- [Material for this exercise]
:::::

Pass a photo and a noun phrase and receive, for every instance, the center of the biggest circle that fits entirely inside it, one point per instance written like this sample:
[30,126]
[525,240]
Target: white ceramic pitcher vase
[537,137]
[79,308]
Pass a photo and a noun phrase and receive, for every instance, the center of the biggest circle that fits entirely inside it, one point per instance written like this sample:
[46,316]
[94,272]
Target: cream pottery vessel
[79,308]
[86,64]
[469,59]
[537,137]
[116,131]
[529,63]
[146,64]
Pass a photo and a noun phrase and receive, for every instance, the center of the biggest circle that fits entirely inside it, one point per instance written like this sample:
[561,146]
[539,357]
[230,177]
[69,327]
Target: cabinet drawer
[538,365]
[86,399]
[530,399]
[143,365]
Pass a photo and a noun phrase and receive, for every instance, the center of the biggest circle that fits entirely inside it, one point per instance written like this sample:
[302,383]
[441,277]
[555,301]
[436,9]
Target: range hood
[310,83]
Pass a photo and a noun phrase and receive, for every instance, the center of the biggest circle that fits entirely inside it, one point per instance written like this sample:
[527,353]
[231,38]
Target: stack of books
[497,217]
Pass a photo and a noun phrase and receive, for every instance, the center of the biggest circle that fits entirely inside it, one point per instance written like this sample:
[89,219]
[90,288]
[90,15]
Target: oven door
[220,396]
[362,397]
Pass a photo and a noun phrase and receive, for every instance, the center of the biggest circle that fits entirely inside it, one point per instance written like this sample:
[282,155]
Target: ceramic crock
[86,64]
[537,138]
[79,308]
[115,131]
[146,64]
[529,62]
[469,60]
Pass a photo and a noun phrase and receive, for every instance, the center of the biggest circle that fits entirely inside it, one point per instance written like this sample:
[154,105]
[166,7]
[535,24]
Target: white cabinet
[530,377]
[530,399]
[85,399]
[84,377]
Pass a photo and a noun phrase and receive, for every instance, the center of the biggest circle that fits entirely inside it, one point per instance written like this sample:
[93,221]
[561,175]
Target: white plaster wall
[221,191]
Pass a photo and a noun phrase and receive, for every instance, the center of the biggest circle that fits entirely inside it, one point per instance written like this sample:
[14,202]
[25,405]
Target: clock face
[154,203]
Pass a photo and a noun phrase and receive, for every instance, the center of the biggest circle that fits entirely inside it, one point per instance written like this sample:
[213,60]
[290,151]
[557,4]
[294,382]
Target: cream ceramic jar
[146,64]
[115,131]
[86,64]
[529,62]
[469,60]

:::::

- [Work required]
Would you copy out each record precisely as it stands?

- [Expected answer]
Pass a photo and a noun phrase and receive, for every instance, the center of the biggest circle that fits entirely inside it, one point per instance written like this sample:
[30,126]
[525,240]
Target: white ceramic pitcher vase
[537,137]
[79,308]
Pass a photo and a noun phrase and receive, for every instance, the center of the biggest circle that fits entirely inside it, one point per instance written like this sample:
[46,316]
[94,272]
Target: cream pottery vessel
[79,308]
[86,64]
[469,59]
[537,137]
[116,131]
[529,63]
[146,64]
Pass a photo and a noun phrase and receive, for every instance, the center of the biggest circle that fits entirely inside it, one point per instance written like this sample:
[561,146]
[539,357]
[230,177]
[69,327]
Target: cabinet drawer
[538,365]
[86,399]
[530,399]
[143,365]
Pass a photo and a noun phrase and receive, for every instance, the center of the biggest circle that fits entirely inside it, one point per instance written like this sample:
[302,383]
[441,277]
[555,301]
[436,9]
Target: range hood
[310,83]
Pass a photo and a noun phrase and receive, for every instance, the center of the biggest circle that fits entirely inside it, one point per instance written like this sample:
[527,353]
[231,38]
Target: stack of books
[497,217]
Pass a photo and a noun phrase and receive, for every instance, the center of the biggest circle that fits entirely inside it, one point per instance written like this sample:
[89,219]
[90,288]
[90,15]
Target: oven door
[220,396]
[362,397]
Pass a photo and a noun phrase and receive, for every instance, the center of the biggest circle that fits entirely inside it, one point per instance written like this sample:
[282,155]
Target: ceramic crock
[86,64]
[537,138]
[79,308]
[115,131]
[146,64]
[529,62]
[469,60]
Pass a photo and a noun phrase and receive, for every instance, the center of the biggest circle that fits entirely inside it, one point per instance written like this sample:
[154,105]
[166,7]
[535,24]
Target: white cabinet
[530,377]
[530,399]
[85,399]
[84,377]
Pass a photo and a noun phrase and receive, for every instance, the center of the biggest circle that fits entirely inside it, one point per instance written like this sample:
[93,221]
[561,175]
Target: white plaster wall
[221,191]
Pass a photo and a noun phrase and receive, for every instance, the center of the biggest circle that fits entirely inside it, one point per instance written like this sample:
[14,202]
[25,405]
Target: clock face
[154,203]
Pass a photo and a noun phrase and receive, for every instance, the center of the biggest circle that fits entirely inside it, one point per instance written like this sample:
[213,60]
[290,151]
[557,4]
[294,382]
Target: cream ceramic jar
[146,64]
[115,131]
[86,64]
[529,62]
[469,60]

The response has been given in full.